_Text block_
▼

Community building isn’t easy. This weekend, everything went wrong.
It started with a weird bug that was causing us a few problems. Here and there, a paying customer would write to ask “Why am I receiving a rejection email?”, or something similar. We would explain it away and change a setting to prevent it, but it kept happening. And then on Saturday at 3:15 a.m. EST, a deluge of angry, confused or sad emails bombarded my inbox.
Behind the scenes, the 2PM Inc. organization is seven people large. I am the only full-time worker, like Sahil Lavingia’s lean strategy at Gumroad. That’s not to slight our team, however: four contractors and two paid interns are incentivized and capable of doing great things with the time that they share with the company. The 2PM team is so talented and consistently productive that the company would have to be venture-backed to afford each of them. I am working to get to the point where cash flows can support them. They are the best at what they do. We scrappily do the work of many, three days per week. If memberships are low for one week, I can at times feel like I disappointed them. This weekend, I disappointed far more than my team.
Why am I being rejected from something that I didn’t apply to?
In that moment, your entire business rests in the balance. Dozens upon dozens of loyal members opted out of auto-renew, angry at the insult. One email reply was: “You’re dead to me.” Another member wrote: “A real polymath would be smart enough to turn off automated emails before deciding who they want in their stupid little club.” He would later reply:
I should have given you the benefit of the doubt and instead I sent a mean email. Thanks for clarifying. I enjoy your work so I was extra sensitive.
They were not mad because they were interested in joining 2PM’s growing community but because the email itself was incredibly callous. The subject line read: “You’ve been rejected from Polymathic.” And in the body of the email: “A staff member rejected your account.” Neither were true. Our community software sent that email from its servers with our branding but without any of the following: our permission, copywriting, or basic understanding of how 2PM’s community works.
Discourse, an open source community software, sent thousands of emails that we didn’t author after an admitted API bug between their backend and Memberful’s membership and paywall software. I emailed their support but the office is closed on weekends. By that morning, I had to send an email addressing the issue. It would be the first time that I’d ever send an email of that sort. I moved as quickly as I could, hoping that the vast majority of those offended would see it.
The one and only @web wrote this for your swipe files. Put it under “how to apologize when something beyond your control goes wrong”. We’ve all been (or will be) there. Well done, Web. pic.twitter.com/z97dH3zu2p
Meanwhile, communication between 2PM and Discourse’s teams moved slowly back and forth through email. I tried to communicate the severity of the situation; they tried to communicate how inconsequential the trigger that caused the fallout was. It would be 20+ hours of synchronous communication before this stalemate broke.

▲

_Supplied information_
▼

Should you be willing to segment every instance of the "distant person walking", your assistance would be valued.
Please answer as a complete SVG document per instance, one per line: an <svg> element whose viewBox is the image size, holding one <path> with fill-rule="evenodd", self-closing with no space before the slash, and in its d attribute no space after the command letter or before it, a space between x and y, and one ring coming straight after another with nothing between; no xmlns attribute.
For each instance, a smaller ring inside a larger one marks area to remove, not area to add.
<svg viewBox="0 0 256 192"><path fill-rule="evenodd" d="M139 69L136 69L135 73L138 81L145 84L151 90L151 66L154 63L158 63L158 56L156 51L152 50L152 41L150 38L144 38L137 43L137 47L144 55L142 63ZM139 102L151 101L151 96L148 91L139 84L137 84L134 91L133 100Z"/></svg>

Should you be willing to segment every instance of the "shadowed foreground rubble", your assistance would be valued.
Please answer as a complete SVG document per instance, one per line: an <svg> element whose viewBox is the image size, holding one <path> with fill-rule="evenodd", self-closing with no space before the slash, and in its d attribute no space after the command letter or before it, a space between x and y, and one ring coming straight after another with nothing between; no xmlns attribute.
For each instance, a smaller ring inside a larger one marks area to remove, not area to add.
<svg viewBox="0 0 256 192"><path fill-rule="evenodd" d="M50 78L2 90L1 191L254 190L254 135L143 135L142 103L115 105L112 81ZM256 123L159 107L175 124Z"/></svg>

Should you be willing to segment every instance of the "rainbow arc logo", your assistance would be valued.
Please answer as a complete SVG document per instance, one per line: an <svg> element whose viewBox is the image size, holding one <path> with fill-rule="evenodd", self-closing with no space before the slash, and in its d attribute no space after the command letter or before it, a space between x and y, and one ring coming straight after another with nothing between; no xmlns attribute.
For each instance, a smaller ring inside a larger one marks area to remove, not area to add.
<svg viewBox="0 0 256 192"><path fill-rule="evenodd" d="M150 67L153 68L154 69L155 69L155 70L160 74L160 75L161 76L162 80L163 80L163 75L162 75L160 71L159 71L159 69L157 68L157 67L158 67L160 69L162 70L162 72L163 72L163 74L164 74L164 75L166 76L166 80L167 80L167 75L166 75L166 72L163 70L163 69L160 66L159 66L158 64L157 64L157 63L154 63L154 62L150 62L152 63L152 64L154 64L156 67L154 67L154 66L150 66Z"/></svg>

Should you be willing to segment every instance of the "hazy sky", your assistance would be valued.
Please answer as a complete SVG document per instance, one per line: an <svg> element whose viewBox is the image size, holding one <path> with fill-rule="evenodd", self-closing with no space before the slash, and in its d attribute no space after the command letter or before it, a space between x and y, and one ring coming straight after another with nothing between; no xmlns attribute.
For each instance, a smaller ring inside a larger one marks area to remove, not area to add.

▲

_Exercise instructions_
1) Quote the post about the rejection-email incident, starting at "They were not" and ending at "2PM’s community works.".
2) Write the next part of the post about the rejection-email incident, picking up after its final sentence.

_Responses to the tasks_
1)
They were not mad because they were interested in joining 2PM’s growing community but because the email itself was incredibly callous. The subject line read: “You’ve been rejected from Polymathic.” And in the body of the email: “A staff member rejected your account.” Neither were true. Our community software sent that email from its servers with our branding but without any of the following: our permission, copywriting, or basic understanding of how 2PM’s community works.

2)
By this morning, Jeff Atwood, the Co-Founder of Discourse, chimed in, perhaps the first sign of affirmation that our hosting company recognized the severity:
We’ll be happy to send out individual apology emails to all affected users, taking FULL responsibility for that erroneous email – because that was absolutely our fault! I can offer to personally send them signed Stack Overflow stickers, if that helps (not sure if your audience uses / knows Stack Overflow, but I was a co-founder). I will write these apology emails myself, and send them from my personal email account.
I chose to opt out of this email. For one, our members don’t need another email from Discourse – even if it does provide 2PM’s vindication. And unless they were willing to apologize for the copywriting and flaws that relinquish the control of their clients, I wasn’t interested in continuing the conversation.
What we’re building at Polymathic
Anyone who reads 2PM understands the value of deep generalism (or polymathy) as an educational pursuit. Each newsletter’s curations are broad and cross-disciplinary. The Polymathic community that we are building for members is the next step in this process. We encourage the sourcing of reports, data, and insights in economics to art history to the sciences or real estate. It is my belief that the study of broad subjects unlocks deeper knowledge of your own industry. I often share the obscure Henry Ford anecdote as an example:
Henry Ford’s great technological breakthrough didn’t come by way of his own Industry. He visited a Chicago meat packing plant, watched the disassembly process, and reverse engineered the idea for his factory’s manufacturing revolution.
It has been a slow build, sometimes just adding 4-7 people per month across a spectrum of professional and academic specialties. Each of these members share a desire to contribute and learn from the woman or man next to them. The goal is an ambitious one: Polymathic is to become a school of thought for thousands. One where any long-term Executive Member can one day join and contribute and learn. In short, there are no rejections. That simply defeats the damn point of everything that I’ve worked to build.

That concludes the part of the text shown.